* The problem
The reply should consist of one number, the count of lines below in which the word "query" appears.
[Start of Attachment]
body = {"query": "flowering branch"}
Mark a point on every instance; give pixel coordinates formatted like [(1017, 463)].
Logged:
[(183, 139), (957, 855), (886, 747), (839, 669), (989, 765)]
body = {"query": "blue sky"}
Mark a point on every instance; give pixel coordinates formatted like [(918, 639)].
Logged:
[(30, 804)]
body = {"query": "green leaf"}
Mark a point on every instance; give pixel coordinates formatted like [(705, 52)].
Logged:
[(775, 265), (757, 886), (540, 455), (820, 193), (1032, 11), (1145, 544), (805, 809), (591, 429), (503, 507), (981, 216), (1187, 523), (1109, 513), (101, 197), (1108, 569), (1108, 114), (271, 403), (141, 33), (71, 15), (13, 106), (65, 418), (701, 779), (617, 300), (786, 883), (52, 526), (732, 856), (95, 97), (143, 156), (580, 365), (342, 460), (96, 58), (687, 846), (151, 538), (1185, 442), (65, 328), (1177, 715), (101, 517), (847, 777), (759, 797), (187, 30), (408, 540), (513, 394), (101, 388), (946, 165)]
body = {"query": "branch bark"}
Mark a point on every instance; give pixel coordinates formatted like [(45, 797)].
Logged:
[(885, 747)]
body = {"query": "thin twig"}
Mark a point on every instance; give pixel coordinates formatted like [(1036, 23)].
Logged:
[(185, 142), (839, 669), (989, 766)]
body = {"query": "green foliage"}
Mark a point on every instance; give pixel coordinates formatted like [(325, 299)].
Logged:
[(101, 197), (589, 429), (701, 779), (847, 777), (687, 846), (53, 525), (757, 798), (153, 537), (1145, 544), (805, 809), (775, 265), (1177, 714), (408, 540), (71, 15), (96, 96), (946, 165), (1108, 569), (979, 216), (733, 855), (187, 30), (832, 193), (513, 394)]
[End of Attachment]
* Solution
6